Rewrite the text of the items below, replacing each occurrence of "shot" with "image" and leaving everything else unchanged. Leave the pictures out.

^^^^^^^^^^^^^^^^

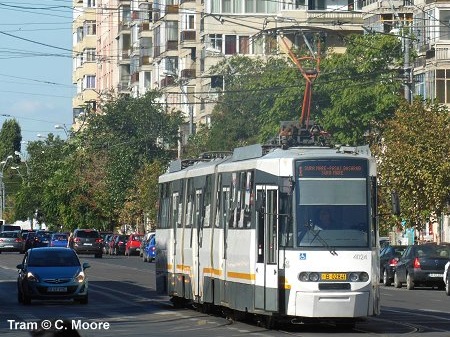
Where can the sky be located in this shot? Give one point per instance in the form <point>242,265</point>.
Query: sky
<point>36,66</point>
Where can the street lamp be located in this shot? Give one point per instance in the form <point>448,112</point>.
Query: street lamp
<point>18,171</point>
<point>24,160</point>
<point>63,127</point>
<point>2,185</point>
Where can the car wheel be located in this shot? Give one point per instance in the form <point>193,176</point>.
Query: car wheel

^^^^^^^^^^^^^^^^

▶ Written solution:
Where can the sky be located in this image? Give one point per instance in the form <point>242,265</point>.
Query: sky
<point>36,66</point>
Where can the street lamp be located in this image? Give one point per instance in the form <point>448,112</point>.
Query: street lamp
<point>18,171</point>
<point>24,160</point>
<point>63,127</point>
<point>2,185</point>
Where can the car wheel be located in this image? Give one point per instance in the form <point>193,176</point>.
Query: car wheel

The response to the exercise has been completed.